→ Work to complete
Restate the entries below word for word, omitting nothing.

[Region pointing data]

Segment Open

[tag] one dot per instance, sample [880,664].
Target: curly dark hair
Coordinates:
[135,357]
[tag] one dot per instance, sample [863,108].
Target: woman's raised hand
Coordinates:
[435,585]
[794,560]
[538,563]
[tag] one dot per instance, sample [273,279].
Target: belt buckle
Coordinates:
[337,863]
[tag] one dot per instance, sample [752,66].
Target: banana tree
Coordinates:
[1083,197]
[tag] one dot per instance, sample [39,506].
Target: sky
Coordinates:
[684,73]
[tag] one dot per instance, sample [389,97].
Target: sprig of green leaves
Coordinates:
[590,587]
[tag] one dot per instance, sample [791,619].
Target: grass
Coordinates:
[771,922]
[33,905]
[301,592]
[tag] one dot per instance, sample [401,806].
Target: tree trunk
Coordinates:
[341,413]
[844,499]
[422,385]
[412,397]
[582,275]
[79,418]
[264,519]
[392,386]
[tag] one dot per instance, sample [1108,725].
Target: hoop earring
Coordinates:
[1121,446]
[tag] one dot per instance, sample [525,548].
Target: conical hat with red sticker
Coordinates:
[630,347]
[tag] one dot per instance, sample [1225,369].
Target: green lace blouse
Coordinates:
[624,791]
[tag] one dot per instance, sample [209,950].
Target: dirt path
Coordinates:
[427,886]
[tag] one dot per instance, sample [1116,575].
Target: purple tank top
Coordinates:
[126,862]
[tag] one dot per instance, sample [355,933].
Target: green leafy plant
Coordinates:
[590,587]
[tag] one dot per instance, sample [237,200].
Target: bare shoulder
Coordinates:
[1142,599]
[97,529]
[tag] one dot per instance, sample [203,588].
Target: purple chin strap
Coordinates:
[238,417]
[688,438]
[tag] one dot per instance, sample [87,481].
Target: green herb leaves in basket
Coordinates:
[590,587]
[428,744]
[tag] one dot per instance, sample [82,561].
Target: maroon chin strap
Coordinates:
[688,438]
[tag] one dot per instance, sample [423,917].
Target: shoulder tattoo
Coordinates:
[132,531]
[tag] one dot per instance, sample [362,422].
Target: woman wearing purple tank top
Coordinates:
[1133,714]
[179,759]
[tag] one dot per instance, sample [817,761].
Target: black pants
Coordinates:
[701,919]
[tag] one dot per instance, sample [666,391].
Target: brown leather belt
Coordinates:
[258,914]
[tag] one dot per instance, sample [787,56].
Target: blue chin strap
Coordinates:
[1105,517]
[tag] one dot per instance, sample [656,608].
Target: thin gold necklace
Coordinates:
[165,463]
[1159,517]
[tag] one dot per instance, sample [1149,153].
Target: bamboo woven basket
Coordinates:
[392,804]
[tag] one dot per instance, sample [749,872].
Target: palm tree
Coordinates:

Segment Closed

→ Answer space
[tag] one dot per instance, sample [880,664].
Target: curly dark hair
Coordinates:
[135,357]
[tag] one dot per instance, sample [863,108].
Target: woman's raised hand
Coordinates:
[435,585]
[794,560]
[538,563]
[tag] one dot per instance, sample [273,279].
Target: belt buckle
Coordinates:
[337,863]
[tag] one dot per instance, sample [752,66].
Target: banana tree
Coordinates:
[1083,197]
[tag] one dot per instance, sample [39,506].
Target: sky
Coordinates:
[684,73]
[tag] one dot per instance, sample [389,97].
Target: sprig of green leaves
Coordinates:
[590,587]
[tag] one dot per instance, sample [791,619].
Target: grass
Coordinates:
[771,922]
[33,905]
[301,592]
[tag] one dot per instance, sample [401,806].
Target: tree trunk
Coordinates:
[341,413]
[844,499]
[422,385]
[412,397]
[582,275]
[79,418]
[264,519]
[392,386]
[tag] one dot per instance, sample [1108,725].
Target: hoop earring
Coordinates:
[1121,446]
[tag] one dot per instance, sample [525,548].
Target: conical hat with red sticker
Coordinates:
[630,347]
[tag] one dot per instance, sample [1225,369].
Target: green lace blouse
Coordinates:
[624,791]
[tag] one dot per instance, sample [209,950].
Target: dirt path
Coordinates:
[427,886]
[tag] one dot per instance, sample [1116,575].
Target: purple tank top
Coordinates:
[126,862]
[tag] one dot per instance, sample [355,933].
Target: green leafy plant
Coordinates:
[590,587]
[tag] one dot per instance, sample [237,200].
Target: bare shoulder
Coordinates:
[1142,599]
[97,529]
[tag] one dot per instance, sample [203,588].
Target: purple chin strap
Coordinates:
[238,417]
[688,438]
[tag] one dot per instance, sample [87,481].
Target: green herb leaves in basket
Coordinates:
[590,587]
[428,744]
[tag] one dot per instance, sample [82,561].
Target: maroon chin strap
Coordinates:
[688,438]
[tag] one dot per instance, sample [423,917].
Target: shoulder tattoo
Coordinates:
[132,531]
[tag] one dot per instance, sample [362,422].
Target: woman wearing purple tank top
Coordinates:
[1133,714]
[179,759]
[tag] one dot per instance, sample [817,761].
Target: black pants
Coordinates:
[701,919]
[tag] one dot per instance, sample [666,391].
Target: brown leather belt
Coordinates:
[258,914]
[tag] one dot per instance, sample [787,56].
Target: blue chin strap
Coordinates:
[1105,517]
[tag] one dot per instance, sample [656,608].
Target: thin gold necklace
Coordinates:
[165,463]
[1159,517]
[tag] one dot per instance, sample [1149,153].
Target: bamboo woven basket
Coordinates:
[392,804]
[tag] one dot per instance, sample [749,872].
Target: palm tree
Coordinates:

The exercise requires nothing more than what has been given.